## Study text
Brand Portfolio – Business Exits

During 2021, the Company incurred costs of $13.5 million ($11.9 million on an after-tax basis, or $0.31 per diluted share) related to the strategic realignment of the Naturalizer retail store operations.  These costs primarily represented lease termination and other stores closure costs, including employee severance, for the 73 stores that were closed during the first quarter of 2022.  These charges are presented in restructuring and special charges on the consolidated statement of earnings (loss) within the Brand Portfolio segment.  As of January 29, 2022, reserves of $0.4 million were included in other accrued expenses on the consolidated balance sheets related to the strategic realignment of the Naturalizer retail store operations, with no reserves as of January 28, 2023.

During 2020, the Company incurred costs of $16.4 million ($14.9 million on an after-tax basis, or $0.40 per diluted share) related to the decision to close all but a limited number of its Naturalizer retail stores and exit the Fergie Brand. Of these charges, which are all reflected within the Brand Portfolio segment, $12.4 million is presented as restructuring and other special charges and primarily represents non-cash impairment of property and right-of-use lease assets, incremental rent and lease termination costs, and severance costs.  An additional $4.0 million is presented as cost of goods sold and represents the incremental inventory markdowns required to reduce the value of inventory for these two brands to net realizable value.

COVID-19-Related Impairments and Expenses

The Company incurred costs associated with the COVID-19 pandemic and related impacts on the Company’s business, totaling $114.3 million ($115.5 million on an after-tax basis, or $3.10 per diluted share) during 2020.  These costs included non-cash impairment of property and equipment and lease right-of-use assets, incremental inventory markdowns, employee severance and other direct expenses specific to the impact of COVID-19 on the Company’s operations.  Of the $114.3 million in charges, $80.9 million is presented in restructuring and other special charges, net and $33.4 million is reflected as cost of goods sold in the consolidated statements of earnings (loss).  Of the $80.9 million presented as restructuring and other special charges, $63.7 million is reflected in the Brand Portfolio segment, $16.6 million is reflected in the Famous Footwear segment and $0.6 million is reflected within the Eliminations and Other category.  The $33.4 million presented as cost of goods sold represents incremental inventory markdowns, of which $27.4 million is reflected in the Brand Portfolio segment and $6.0 million is reflected in the Famous Footwear segment.  There were no corresponding charges in 2022 or 2021.

Vionic Integration-Related Costs

On October 18, 2018, the Company acquired all of the outstanding equity interests of Vionic Group LLC and Vionic International LLC.  The Company incurred integration-related costs associated with the acquisition totaling $3.4 million ($2.6 million on an after-tax basis, $0.07 per diluted share) during 2020.  Of the $3.4 million in charges in 2020, which were presented as restructuring and other special charges in the consolidated statements of earnings (loss), $3.3 million is reflected within the Brand Portfolio segment and $0.1 million is reflected within the Eliminations and Other category, and represent non-cash impairment of assets, severance and other related costs.  There were no corresponding charges during 2022 or 2021.

## Extracted information
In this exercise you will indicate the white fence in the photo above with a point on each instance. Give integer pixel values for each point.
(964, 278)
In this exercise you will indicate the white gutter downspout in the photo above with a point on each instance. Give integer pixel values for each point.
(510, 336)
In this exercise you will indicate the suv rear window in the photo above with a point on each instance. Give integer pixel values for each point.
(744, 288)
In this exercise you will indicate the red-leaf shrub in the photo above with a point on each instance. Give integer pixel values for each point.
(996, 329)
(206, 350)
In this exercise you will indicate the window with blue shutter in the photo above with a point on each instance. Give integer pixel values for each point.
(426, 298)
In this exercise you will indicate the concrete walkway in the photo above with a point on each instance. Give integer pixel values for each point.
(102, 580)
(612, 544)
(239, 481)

## Questions to answer
**a.** According to the financial excerpt, how many stores were closed during the first quarter of 2022?
**b.** Sum up the financial excerpt in two sentences.
**c.** Copy the part of the financial excerpt that opens with the words containing "During 2021, the" and closes with "January 28, 2023.".
The lines after the financial excerpt come from a separate source.

## Completed exercise
**a.** 73 stores.

**b.** In 2020 and 2021, the Company recorded costs for closing most of its Naturalizer retail stores and exiting the Fergie Brand, all within the Brand Portfolio segment. In 2020, it also incurred $114.3 million in COVID-19-related impairments and expenses and $3.4 million in integration costs tied to its 2018 Vionic acquisition, with no such charges in 2022 or 2021.

**c.**
During 2021, the Company incurred costs of $13.5 million ($11.9 million on an after-tax basis, or $0.31 per diluted share) related to the strategic realignment of the Naturalizer retail store operations.  These costs primarily represented lease termination and other stores closure costs, including employee severance, for the 73 stores that were closed during the first quarter of 2022.  These charges are presented in restructuring and special charges on the consolidated statement of earnings (loss) within the Brand Portfolio segment.  As of January 29, 2022, reserves of $0.4 million were included in other accrued expenses on the consolidated balance sheets related to the strategic realignment of the Naturalizer retail store operations, with no reserves as of January 28, 2023.